= ТЕКСТ ДЛЯ ЧТЕНИЯ =
________________
Отражены в романе и модные обычаи Петербурга 1830– 1840-х годов. Это женское курение и увлечение дам верховой ездой, что связано с распространением идеи женской эмансипации.
Курили дамы, вернее, самые модные и отважные среди них, пахитоски – подобие сигареты, в которой вместо бумаги использовались тонкие кукурузные листья. «… И как все, что делают женщины, даже подражание мужчинам, превратили в своеобразный протест мужскому миру – не тяжелый чубук, а изящный мундштук, не серьезное занятие, а светская болтовня с пахитоской. Возможно, именно женщины превратили курение в привычку. Впрочем, курить за столом не осмеливались даже женщины, и вплоть до начала XX века об этом не могло быть и речи! [39]
Все же некоторые дамы осмеливались курить прилюдно, хотя это всех шокировало. «… Вон напротив нас молодая вдова живет, – возмущенно восклицает Марья Михайловна Любецкая, мать Наденьки – возлюбленной Александра, – сидит на балконе да соломинку целый день и курит; мимо ходят, ездят – ей и нужды нет!»
Еще одна характерная примета петербургской жизни, запечатленная в романе, – это всеобщий переезд петербуржцев летом на дачи. «Дачемания, болезнь довольно люто свирепствующая между петербургцами, гонит всех из города, – отметил в своем очерке «Петербургская сторона» Е. Гребенка, – люди, по словам одного поэта:
И скачут, и ползут,
И едут, и плывут
вон из Петербурга, кто побогаче – подальше, а бедняки – на Петербургскую сторону; она, говорят, та же деревня, воздух на ней чистый, дома больше деревянные, садов много, к островам близко, а главное, недалеко от города; всего иному три, иному пять верст ходить к должности».
Люди со средствами ехали чаще всего на острова (самым престижным был Каменный остров). На природу выезжали для поправки здоровья, для соблюдения ежедневного моциона («На даче жить – надо гулять»). Многие стремились снимать или заводить дачи с хозяйством, чтобы вкушать здоровую деревенскую пищу. И с этой стороны петербургский образ жизни противоположен провинциальному: там нет разделяющей черты между «цивилизацией» и «природой».
Литературные истоки речей Адуева-младшего
В тексте романа – обилие цитат и «общепоэтических» слов романтического звучания, которые часто употреблялись в поэзии первой трети XIX века и стали романтическими штампами. Роль этих цитат и романтических «формул», выделенных романистом курсивом, значительна в воссоздании атмосферы времени и среды.
________________
= ДАННЫЕ =
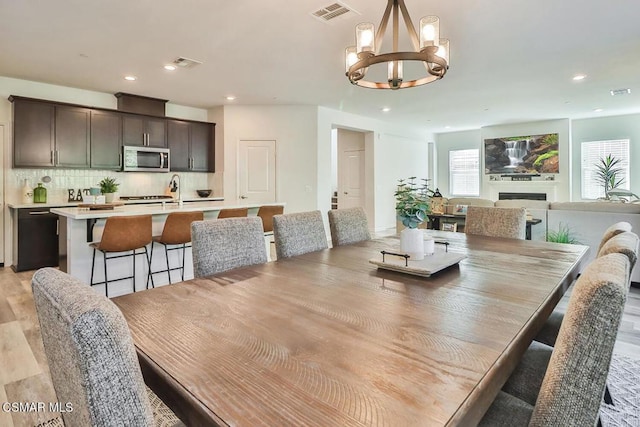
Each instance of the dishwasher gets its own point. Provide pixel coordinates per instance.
(37, 239)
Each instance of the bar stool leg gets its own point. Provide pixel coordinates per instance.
(166, 255)
(106, 281)
(184, 246)
(146, 255)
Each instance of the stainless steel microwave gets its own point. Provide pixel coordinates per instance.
(145, 159)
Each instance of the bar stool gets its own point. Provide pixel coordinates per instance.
(176, 233)
(267, 213)
(123, 234)
(233, 213)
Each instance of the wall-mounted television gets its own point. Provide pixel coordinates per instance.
(531, 154)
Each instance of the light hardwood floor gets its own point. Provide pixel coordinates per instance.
(24, 374)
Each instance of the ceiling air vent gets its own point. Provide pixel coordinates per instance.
(618, 92)
(332, 11)
(186, 62)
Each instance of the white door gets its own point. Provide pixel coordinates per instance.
(350, 179)
(257, 171)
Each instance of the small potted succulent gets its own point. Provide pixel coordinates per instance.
(108, 187)
(413, 205)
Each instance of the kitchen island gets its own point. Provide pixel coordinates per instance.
(81, 226)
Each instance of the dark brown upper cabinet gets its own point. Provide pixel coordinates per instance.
(106, 140)
(144, 131)
(50, 135)
(192, 146)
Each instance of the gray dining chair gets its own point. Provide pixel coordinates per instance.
(613, 230)
(496, 222)
(626, 243)
(91, 356)
(348, 226)
(224, 244)
(299, 233)
(573, 381)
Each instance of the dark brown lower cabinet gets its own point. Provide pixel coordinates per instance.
(37, 239)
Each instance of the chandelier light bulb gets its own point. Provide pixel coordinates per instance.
(365, 40)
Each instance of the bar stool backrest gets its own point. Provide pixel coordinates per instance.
(267, 213)
(125, 233)
(233, 213)
(177, 227)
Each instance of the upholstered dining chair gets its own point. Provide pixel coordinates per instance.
(626, 243)
(613, 230)
(299, 233)
(496, 222)
(348, 226)
(223, 244)
(91, 356)
(573, 381)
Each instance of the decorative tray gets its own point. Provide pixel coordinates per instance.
(431, 264)
(100, 206)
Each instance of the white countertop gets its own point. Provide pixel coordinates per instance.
(153, 209)
(128, 202)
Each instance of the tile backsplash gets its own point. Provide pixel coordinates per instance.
(131, 183)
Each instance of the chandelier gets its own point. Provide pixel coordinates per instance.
(429, 49)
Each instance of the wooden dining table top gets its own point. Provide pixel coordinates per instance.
(327, 339)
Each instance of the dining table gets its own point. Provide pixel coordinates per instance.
(328, 338)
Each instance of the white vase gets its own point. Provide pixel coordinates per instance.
(412, 243)
(27, 192)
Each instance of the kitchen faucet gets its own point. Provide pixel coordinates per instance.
(174, 186)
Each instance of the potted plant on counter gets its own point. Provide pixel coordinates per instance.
(413, 205)
(108, 187)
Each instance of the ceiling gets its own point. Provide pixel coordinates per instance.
(511, 61)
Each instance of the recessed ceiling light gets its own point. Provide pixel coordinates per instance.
(618, 92)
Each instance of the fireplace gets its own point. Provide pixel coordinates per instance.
(526, 196)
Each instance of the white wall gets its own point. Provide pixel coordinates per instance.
(604, 128)
(391, 152)
(557, 190)
(294, 128)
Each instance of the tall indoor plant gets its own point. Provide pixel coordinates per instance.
(413, 205)
(108, 187)
(607, 174)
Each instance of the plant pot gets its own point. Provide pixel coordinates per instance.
(412, 243)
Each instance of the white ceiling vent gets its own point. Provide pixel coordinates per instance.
(332, 12)
(186, 62)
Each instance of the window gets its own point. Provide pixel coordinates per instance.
(592, 152)
(464, 172)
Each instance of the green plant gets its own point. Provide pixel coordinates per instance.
(563, 235)
(413, 202)
(607, 174)
(108, 185)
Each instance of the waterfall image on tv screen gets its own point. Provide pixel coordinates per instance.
(533, 154)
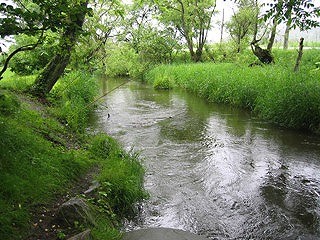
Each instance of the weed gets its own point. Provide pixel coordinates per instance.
(273, 92)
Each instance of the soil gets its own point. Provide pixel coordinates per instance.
(43, 226)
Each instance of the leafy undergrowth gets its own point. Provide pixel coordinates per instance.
(274, 92)
(39, 160)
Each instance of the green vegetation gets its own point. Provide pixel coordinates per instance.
(272, 92)
(41, 158)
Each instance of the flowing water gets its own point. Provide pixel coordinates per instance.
(215, 170)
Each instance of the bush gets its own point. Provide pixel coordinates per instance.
(73, 96)
(121, 178)
(273, 92)
(29, 62)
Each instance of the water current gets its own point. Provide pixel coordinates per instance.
(215, 170)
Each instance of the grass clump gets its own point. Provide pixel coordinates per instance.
(72, 98)
(121, 178)
(274, 92)
(32, 168)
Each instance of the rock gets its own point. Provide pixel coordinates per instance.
(86, 235)
(75, 210)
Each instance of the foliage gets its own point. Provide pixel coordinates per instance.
(73, 97)
(122, 61)
(241, 25)
(121, 177)
(105, 23)
(39, 158)
(28, 62)
(29, 17)
(8, 103)
(274, 92)
(191, 18)
(302, 14)
(17, 83)
(32, 169)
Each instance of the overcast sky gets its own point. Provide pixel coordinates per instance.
(229, 7)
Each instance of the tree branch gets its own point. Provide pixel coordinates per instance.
(20, 49)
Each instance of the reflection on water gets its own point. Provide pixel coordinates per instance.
(214, 170)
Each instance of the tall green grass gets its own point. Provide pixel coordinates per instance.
(273, 92)
(40, 158)
(32, 168)
(72, 97)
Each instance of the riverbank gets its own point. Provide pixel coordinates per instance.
(44, 153)
(273, 92)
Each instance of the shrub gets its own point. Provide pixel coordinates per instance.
(73, 95)
(273, 92)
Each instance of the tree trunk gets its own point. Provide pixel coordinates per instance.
(286, 37)
(296, 67)
(273, 35)
(222, 27)
(55, 68)
(50, 75)
(264, 55)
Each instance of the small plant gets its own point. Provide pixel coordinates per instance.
(61, 235)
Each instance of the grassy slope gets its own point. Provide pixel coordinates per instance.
(40, 158)
(273, 92)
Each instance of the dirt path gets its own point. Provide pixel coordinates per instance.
(43, 226)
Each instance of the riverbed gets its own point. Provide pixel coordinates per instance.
(215, 170)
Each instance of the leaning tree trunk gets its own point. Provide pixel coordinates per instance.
(264, 55)
(50, 75)
(273, 35)
(55, 68)
(300, 52)
(286, 36)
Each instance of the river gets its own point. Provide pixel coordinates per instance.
________________
= УСЛОВИЕ ЗАДАНИЯ =
Перепишите без изменений отрывок из текста для чтения: начните с места, где стоят слова «Литературные истоки речей», и остановитесь после слов «времени и среды.».

= РЕШЕНИЕ НИЖЕ =
Литературные истоки речей Адуева-младшего
В тексте романа – обилие цитат и «общепоэтических» слов романтического звучания, которые часто употреблялись в поэзии первой трети XIX века и стали романтическими штампами. Роль этих цитат и романтических «формул», выделенных романистом курсивом, значительна в воссоздании атмосферы времени и среды.